◆ **Texte du document**:
────────

ALAIN DUCASSE AU PLAZZA ATHENEE

Intarissable, il l’est. Sur son métier, sur ses envies, sur ses lubies. Le chef du Plaza nouvelle version, fraîchement inauguré, n’en pèse pas moins ses mots. Et ce avec la méticulosité d’un homme de précision. Rédacteur en chef de ce numéro spécial, Alain Ducasse a accepté de se laisser guider par l’alphabet. Tour du monde en 26 lettres de ses passions et de sa philosophie.

A comme aéroport

Oui, je voyage. Mais, pendant mes déplacements, je passe beaucoup plus de temps à rencontrer des producteurs locaux, à visiter des marchés, à goûter des produits, à échanger avec les chefs locaux et, bien sûr, à travailler avec mes équipes qu’à musarder dans les aéroports. Bref, je me consacre à mon métier de cuisinier du XXIe siècle.

B comme Big Apple

J’ai une relation très forte avec New York. J’y suis allé pour la première fois en 1976. Je travaillais alors chez Michel Guérard, auquel Régine avait demandé de s’occuper de la carte de son Club. J’avais fait partie du voyage. Grande découverte pour un jeune homme de 20 ans! Bien des années plus tard, la ville a encore joué un rôle très important dans ma vie, puisque j’ai rencontré celle qui devait devenir ma femme sur un vol Paris-New York. Cette relation très intime avec New York, je la raconte dans J’aime New York (Alain Ducasse Édition, 2012).

────────

◆ **Tâches à réaliser**:
a - Reproduisez le passage de l'entretien avec Alain Ducasse commençant par « Intarissable, il l’est. » et se poursuivant jusqu'à « du XXIe siècle. ».
b - Dans l'entretien avec Alain Ducasse, relevez toutes les activités auxquelles le chef dit consacrer son temps pendant ses déplacements.

────────

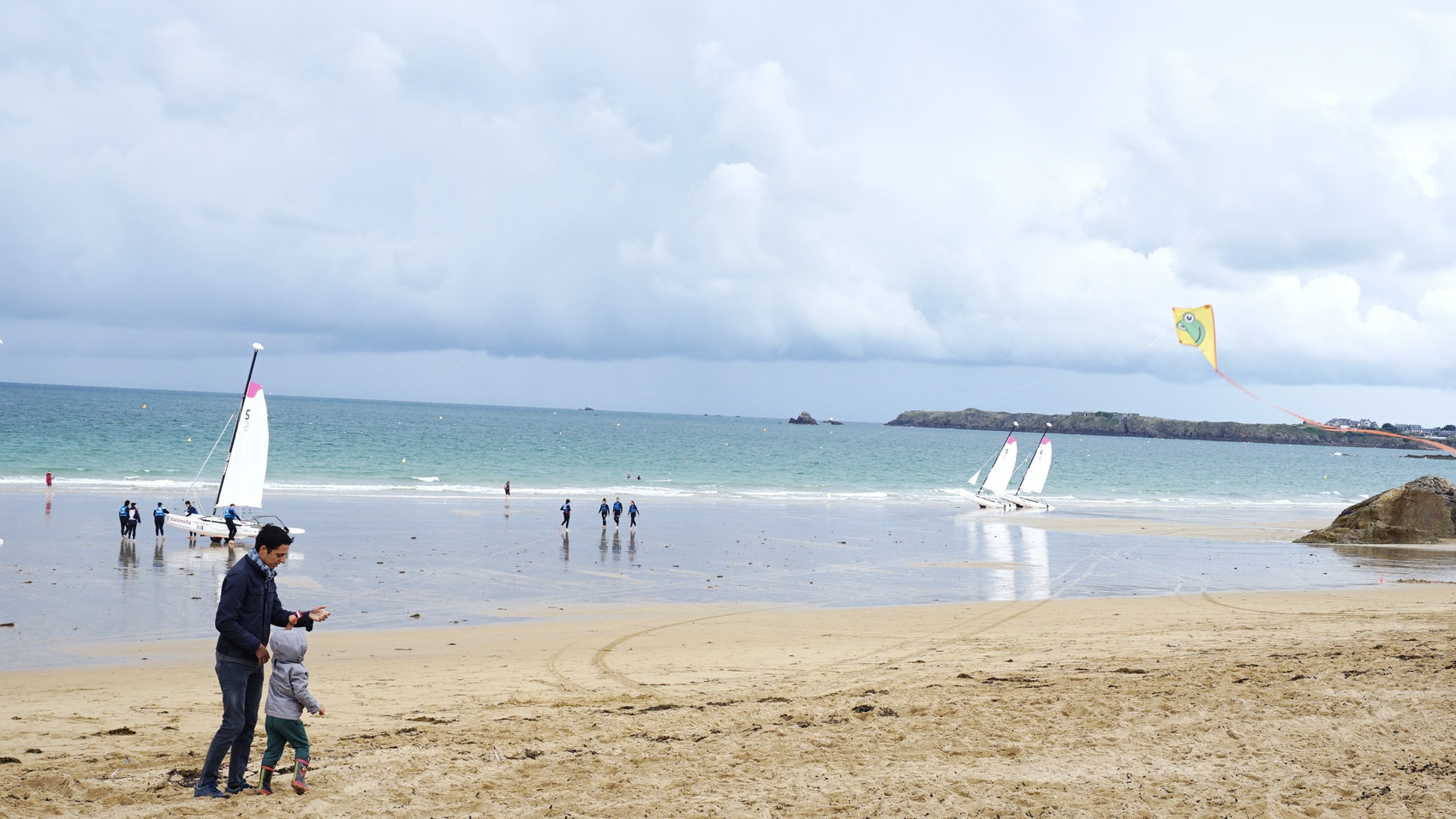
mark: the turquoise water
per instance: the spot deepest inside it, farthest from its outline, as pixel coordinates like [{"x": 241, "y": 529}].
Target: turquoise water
[{"x": 156, "y": 442}]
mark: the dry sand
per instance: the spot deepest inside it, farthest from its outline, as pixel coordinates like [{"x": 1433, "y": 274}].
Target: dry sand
[{"x": 1260, "y": 704}]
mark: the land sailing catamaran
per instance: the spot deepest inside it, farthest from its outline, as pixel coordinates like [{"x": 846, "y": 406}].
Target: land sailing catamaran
[
  {"x": 242, "y": 481},
  {"x": 990, "y": 493},
  {"x": 1034, "y": 478}
]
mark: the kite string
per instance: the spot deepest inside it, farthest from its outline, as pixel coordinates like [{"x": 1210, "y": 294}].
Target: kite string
[{"x": 1314, "y": 423}]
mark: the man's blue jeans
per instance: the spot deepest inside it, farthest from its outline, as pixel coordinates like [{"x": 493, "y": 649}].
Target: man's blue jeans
[{"x": 242, "y": 691}]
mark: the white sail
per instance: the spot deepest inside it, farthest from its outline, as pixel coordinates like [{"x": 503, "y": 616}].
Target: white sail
[
  {"x": 1035, "y": 475},
  {"x": 248, "y": 459},
  {"x": 1000, "y": 475}
]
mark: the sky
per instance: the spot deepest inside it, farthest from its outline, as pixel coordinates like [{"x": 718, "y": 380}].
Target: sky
[{"x": 737, "y": 207}]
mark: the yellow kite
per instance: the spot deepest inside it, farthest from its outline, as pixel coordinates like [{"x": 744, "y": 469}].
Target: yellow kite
[{"x": 1196, "y": 330}]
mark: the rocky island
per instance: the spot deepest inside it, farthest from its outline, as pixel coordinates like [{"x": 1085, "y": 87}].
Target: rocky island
[{"x": 1131, "y": 424}]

────────

◆ **Solutions par tâche**:
a -
Intarissable, il l’est. Sur son métier, sur ses envies, sur ses lubies. Le chef du Plaza nouvelle version, fraîchement inauguré, n’en pèse pas moins ses mots. Et ce avec la méticulosité d’un homme de précision. Rédacteur en chef de ce numéro spécial, Alain Ducasse a accepté de se laisser guider par l’alphabet. Tour du monde en 26 lettres de ses passions et de sa philosophie.

A comme aéroport

Oui, je voyage. Mais, pendant mes déplacements, je passe beaucoup plus de temps à rencontrer des producteurs locaux, à visiter des marchés, à goûter des produits, à échanger avec les chefs locaux et, bien sûr, à travailler avec mes équipes qu’à musarder dans les aéroports. Bref, je me consacre à mon métier de cuisinier du XXIe siècle.

b -
- rencontrer des producteurs locaux
- visiter des marchés
- goûter des produits
- échanger avec les chefs locaux
- travailler avec ses équipes